### LISTING
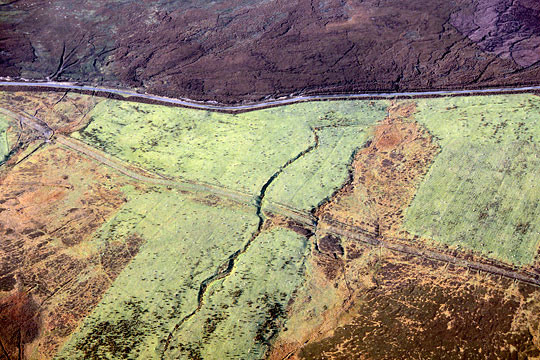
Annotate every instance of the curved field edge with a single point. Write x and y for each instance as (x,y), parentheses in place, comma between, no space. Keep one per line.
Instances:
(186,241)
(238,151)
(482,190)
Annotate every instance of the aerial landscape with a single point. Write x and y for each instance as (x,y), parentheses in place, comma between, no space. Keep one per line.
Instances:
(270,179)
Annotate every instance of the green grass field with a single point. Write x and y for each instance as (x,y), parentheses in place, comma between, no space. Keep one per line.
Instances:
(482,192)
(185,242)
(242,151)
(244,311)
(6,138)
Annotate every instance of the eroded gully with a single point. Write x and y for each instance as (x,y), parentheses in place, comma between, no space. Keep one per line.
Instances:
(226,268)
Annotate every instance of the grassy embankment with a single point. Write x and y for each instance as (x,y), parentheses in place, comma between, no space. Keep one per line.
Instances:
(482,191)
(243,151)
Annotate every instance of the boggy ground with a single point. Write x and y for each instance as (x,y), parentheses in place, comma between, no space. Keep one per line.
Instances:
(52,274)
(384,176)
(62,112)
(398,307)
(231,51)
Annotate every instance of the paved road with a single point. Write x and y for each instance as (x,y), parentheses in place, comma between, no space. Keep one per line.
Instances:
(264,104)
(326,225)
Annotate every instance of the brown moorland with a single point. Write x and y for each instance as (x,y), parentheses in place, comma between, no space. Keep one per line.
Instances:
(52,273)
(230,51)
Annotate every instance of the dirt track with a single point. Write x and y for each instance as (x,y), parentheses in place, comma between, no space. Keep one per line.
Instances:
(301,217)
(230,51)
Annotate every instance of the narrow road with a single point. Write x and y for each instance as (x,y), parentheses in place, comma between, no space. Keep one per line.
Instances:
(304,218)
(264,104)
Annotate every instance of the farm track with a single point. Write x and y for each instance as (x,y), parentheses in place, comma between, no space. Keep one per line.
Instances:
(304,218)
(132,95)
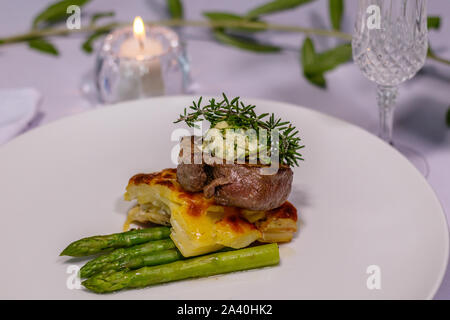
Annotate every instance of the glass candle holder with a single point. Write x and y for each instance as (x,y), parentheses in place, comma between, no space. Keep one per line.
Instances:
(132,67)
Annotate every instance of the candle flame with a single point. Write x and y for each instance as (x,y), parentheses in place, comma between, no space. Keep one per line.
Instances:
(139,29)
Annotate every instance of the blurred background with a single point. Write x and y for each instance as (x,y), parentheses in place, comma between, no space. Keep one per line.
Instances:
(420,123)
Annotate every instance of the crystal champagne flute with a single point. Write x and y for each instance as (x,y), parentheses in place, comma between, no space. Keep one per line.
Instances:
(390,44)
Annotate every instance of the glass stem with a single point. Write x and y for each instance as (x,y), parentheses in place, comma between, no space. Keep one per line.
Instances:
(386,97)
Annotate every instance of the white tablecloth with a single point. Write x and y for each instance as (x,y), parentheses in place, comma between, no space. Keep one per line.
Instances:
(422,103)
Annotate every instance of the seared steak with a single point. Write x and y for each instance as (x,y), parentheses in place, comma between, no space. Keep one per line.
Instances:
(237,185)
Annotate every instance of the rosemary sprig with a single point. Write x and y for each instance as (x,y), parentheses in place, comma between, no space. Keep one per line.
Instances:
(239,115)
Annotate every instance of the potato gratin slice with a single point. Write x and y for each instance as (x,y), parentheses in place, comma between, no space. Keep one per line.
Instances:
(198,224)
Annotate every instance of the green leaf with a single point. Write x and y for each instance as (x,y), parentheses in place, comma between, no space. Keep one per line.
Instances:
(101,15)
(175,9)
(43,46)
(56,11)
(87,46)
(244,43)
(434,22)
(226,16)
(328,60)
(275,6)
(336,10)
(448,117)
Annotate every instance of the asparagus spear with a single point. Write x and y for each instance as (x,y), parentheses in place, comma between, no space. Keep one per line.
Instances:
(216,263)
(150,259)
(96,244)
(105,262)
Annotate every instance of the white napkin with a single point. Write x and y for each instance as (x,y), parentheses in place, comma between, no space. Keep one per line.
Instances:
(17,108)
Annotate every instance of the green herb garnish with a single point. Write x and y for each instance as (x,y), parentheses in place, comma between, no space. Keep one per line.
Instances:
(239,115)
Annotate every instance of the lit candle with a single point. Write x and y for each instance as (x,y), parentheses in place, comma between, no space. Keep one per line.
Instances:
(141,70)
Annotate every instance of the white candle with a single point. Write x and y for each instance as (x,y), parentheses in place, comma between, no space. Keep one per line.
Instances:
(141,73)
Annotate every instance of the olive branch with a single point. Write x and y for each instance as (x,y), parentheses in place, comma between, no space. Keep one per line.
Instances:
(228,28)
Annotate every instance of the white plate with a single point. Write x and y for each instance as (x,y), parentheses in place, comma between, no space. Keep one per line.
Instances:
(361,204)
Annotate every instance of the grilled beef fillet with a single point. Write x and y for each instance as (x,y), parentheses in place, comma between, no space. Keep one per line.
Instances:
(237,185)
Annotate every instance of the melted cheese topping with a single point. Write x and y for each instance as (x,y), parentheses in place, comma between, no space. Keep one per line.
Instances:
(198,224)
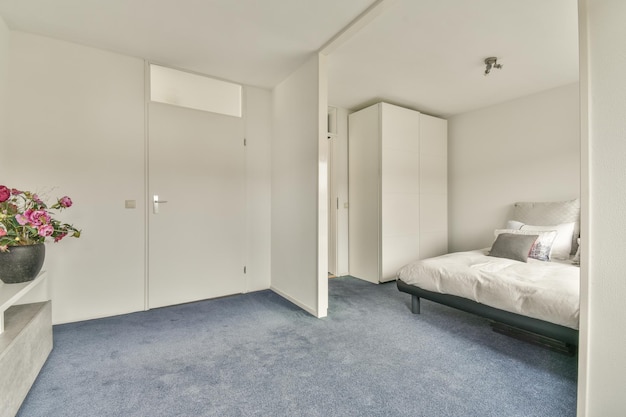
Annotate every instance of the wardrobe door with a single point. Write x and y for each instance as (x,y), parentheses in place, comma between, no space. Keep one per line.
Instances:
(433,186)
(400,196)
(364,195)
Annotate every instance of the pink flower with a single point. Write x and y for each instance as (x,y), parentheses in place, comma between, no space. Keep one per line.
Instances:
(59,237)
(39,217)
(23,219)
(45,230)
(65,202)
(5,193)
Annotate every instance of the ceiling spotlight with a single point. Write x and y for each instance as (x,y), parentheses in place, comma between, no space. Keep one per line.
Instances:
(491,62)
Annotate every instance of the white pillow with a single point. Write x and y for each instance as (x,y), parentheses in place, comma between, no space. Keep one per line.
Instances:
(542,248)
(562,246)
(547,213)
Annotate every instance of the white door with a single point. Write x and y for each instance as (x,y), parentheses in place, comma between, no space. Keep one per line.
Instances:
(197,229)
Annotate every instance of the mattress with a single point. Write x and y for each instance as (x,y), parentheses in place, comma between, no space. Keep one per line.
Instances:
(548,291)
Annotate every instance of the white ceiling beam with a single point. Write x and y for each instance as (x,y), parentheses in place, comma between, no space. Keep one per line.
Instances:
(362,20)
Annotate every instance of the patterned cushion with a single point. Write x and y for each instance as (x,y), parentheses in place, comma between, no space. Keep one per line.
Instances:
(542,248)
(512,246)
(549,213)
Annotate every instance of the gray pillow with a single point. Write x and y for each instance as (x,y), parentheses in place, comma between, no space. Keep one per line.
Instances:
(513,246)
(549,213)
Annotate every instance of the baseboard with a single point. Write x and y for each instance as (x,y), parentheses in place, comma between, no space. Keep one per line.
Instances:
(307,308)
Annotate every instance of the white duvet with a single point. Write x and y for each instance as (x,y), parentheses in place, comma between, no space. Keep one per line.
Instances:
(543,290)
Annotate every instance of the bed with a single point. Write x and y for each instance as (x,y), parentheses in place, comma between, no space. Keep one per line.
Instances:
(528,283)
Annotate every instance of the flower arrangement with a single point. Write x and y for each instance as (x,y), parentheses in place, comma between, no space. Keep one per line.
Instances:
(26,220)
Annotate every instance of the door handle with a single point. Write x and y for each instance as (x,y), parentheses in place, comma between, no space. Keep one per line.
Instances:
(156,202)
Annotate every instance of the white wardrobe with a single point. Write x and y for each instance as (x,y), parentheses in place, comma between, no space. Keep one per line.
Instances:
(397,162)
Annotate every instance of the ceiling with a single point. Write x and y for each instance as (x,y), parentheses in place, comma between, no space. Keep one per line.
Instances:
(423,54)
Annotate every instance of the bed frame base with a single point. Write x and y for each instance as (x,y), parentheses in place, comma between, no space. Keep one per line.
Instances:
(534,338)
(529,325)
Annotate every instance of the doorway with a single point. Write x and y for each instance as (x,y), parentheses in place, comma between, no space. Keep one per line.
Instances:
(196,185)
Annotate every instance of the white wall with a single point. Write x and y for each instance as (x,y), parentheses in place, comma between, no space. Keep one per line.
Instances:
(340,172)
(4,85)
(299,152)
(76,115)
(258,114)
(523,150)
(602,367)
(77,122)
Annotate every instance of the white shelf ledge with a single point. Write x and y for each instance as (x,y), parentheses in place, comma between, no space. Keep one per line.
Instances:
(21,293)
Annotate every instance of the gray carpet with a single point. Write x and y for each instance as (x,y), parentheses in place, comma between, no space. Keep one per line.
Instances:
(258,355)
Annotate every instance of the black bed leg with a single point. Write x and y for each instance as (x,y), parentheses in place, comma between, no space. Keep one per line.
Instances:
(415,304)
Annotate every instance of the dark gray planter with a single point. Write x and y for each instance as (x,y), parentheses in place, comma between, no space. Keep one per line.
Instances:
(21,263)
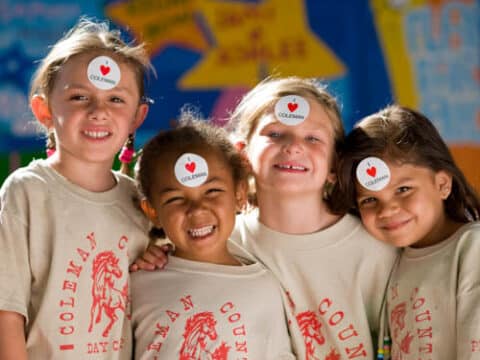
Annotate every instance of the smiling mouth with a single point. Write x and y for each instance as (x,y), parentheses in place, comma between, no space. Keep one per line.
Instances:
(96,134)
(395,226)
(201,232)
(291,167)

### GOAL
Restate word for word the lines above that start at the line containing "Annotate every instance of the black" and run to the end of the listing; exclude the pictures.

### RESPONSE FOR THIS EXERCISE
Annotate every instance of the black bed leg with a single point. Write x and y for each instance as (x,y), parentheses in place, comma between, no space. Keep one per line.
Instances:
(415,304)
Annotate every instance of the dark gray planter with a single point. Write x and y for each instance as (x,y), parentheses in place, comma between, no space. Keep one per line.
Instances:
(21,263)
Annotate every instance of the smiling mouth with a single point. Write x and y for each instance as (x,y), parentheses in place, comma between, no space. Keep one per line.
Instances:
(96,134)
(395,226)
(201,232)
(291,167)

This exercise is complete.